● QUOTED PASSAGE:
====

Well if there are multiple producer producing to the same topic, the throttling solution will have to throttle all producers somewhat evenly so that all producers get a fair share. It doesn't have to be perfect. Ignoring this aspect would cause the solution to not meet the goals. The goal is to avoid TCP level throttling. That means that with multiple producers, there's a need to send out throttle commands to all producers in a way that they produce about the same amount, thus it's called "fair queuing". If there would be priorities, that information could be later used to give some producers more "shares". Obviously prioritization could be scoped out from this phase. However, it's something that might be useful later and is typically a concern in multi-tenant systems with different QoS levels.
I am trying to stray away from "fair share" issue all together as it is very difficult to solve in general. From a topic and broker perspective, the only fair thing is to not receive any further messages from any producer. Now, if we try to figure out throttle time differently for different producers based on some historic data (rate/etc), that may seem fair at first. Or even if we actually distribute the rate among all producers, which also may seem fair at first. But there are problems in both the situations:
It's not an option to stay away from the problem unless we admit that this solution doesn't support multiple producers.
- The producer count isn't fixed. It may vary within a single throttling period itself.
The changing number of producers isn't a problem. The throttling solution on the broker side will have to consider numerous changes and the changing number of producers doesn't make that harder.

====

● GIVEN DATA:
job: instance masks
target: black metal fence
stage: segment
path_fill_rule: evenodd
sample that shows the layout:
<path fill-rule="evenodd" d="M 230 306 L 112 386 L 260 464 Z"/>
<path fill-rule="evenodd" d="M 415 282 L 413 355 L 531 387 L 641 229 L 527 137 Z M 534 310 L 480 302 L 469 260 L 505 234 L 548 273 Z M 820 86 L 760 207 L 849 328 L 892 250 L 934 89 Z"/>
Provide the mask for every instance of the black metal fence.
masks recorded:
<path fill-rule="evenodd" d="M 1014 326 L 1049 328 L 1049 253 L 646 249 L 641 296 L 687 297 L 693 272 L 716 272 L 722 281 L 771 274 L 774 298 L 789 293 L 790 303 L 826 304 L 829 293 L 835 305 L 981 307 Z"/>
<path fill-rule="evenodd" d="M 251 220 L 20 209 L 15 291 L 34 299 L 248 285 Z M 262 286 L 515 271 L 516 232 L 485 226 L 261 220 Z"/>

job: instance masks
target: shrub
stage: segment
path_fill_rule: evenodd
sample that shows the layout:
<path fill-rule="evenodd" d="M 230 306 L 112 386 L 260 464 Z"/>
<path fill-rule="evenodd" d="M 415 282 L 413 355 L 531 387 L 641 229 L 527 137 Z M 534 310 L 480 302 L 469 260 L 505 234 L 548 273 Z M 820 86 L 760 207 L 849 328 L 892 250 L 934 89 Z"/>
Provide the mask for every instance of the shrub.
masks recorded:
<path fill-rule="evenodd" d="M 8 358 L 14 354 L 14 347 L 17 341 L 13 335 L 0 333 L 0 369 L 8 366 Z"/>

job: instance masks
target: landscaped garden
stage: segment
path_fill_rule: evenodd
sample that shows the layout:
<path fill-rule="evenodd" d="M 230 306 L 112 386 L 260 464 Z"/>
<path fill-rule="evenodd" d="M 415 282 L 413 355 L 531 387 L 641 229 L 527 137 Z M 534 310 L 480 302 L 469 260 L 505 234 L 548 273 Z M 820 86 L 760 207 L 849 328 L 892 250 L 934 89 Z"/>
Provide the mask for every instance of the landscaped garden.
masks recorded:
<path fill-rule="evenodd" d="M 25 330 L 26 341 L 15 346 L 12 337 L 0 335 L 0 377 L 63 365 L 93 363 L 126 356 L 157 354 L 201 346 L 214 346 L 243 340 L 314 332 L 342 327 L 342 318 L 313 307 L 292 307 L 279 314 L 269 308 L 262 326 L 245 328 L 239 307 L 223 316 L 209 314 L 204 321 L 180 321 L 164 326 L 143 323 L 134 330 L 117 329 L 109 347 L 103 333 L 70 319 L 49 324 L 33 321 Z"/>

====

● WHAT YOU WILL DO:
[1] In the throttling discussion, what is stated as the goal?
[2] Check each statement against the throttling discussion and mark it yes or no, quoting the words that decide it. (a) Prioritization has to be part of this phase. (b) The number of producers can change within one throttling period. (c) The throttling of producers must be perfectly even.
[3] Write the next part of the throttling discussion, picking up after its last sentence.

● ANSWERS IN ORDER:
[1] The goal is to avoid TCP level throttling.

[2]
(a) No: "Obviously prioritization could be scoped out from this phase."
(b) Yes: "It may vary within a single throttling period itself."
(c) No: "It doesn't have to be perfect."

[3]
- The producers themselves aren't sticky. Partitioned topics is a very big real world use case and the way it works is that at any given point in time, a partitioned producer is only writing to a single partition. This "time" is defined by the batch wait time and batch max size. This value in practice can be double digit ms. So suppose a topic is throttled for 300ms, effectively, in that 300 ms, only 3 of 10 connected producers would have actually produced.. At a micro level, the distribution is not uniform at all.
This will impact accuracy, but it's not a reason to ignore fairness. Let's take a look at the current solution for fairness in PublishRateLimiterImpl. The solution is very simple. When publishing is throttled, the producer will be added to a unthrottling queue. When the throttling period is over, producer will be unthrottled one by one, as long as it doesn't go over the limit again. This doesn't ensure perfect fairness in any way, but the solution for good enough for a starting point. For the throttling command based throttling a similar solution wouldn't really work.
It would have to be designed in a different way. However it doesn't have to be perfect either.
- Given this bursty nature of producers at a sub second granularity, doing either uniform distribution (of permits/throttle time) or historic rate based - both would lead to unfair situation. Thus, i feel first cum first serve might actually work out the fairest.
This is a challenge in accuracy. We simply need a good enough solution which ensures some level of fairness while the goal of PIP-385 is achieved. We want to avoid having to throttle at the TCP level. As we know, that cannot be removed since clients might misbehave and that could lead to the broker running out of memory or much higher memory unless the challenge is solved.
Unless this was a hard problem to solve we would have added producer throttling much easier. I'm not making up design problems here when I'm bringing up these points. These are essential complexity of the problem domain that must be solved in a good enough way to meet the requirements. I'm sure that we'll get there when we learn more about the problem, experiment with different solutions and continue iterating until we find those good enough solutions. It won't happen just by writing text in a design document. We will need to do many experiments along the way. That's how we will make progress.
One of the starting points could be to describe a good acceptance test plan for PIP-385. That would clarify what we are really expecting from this feature and how we will find out when we have a good enough solution in place.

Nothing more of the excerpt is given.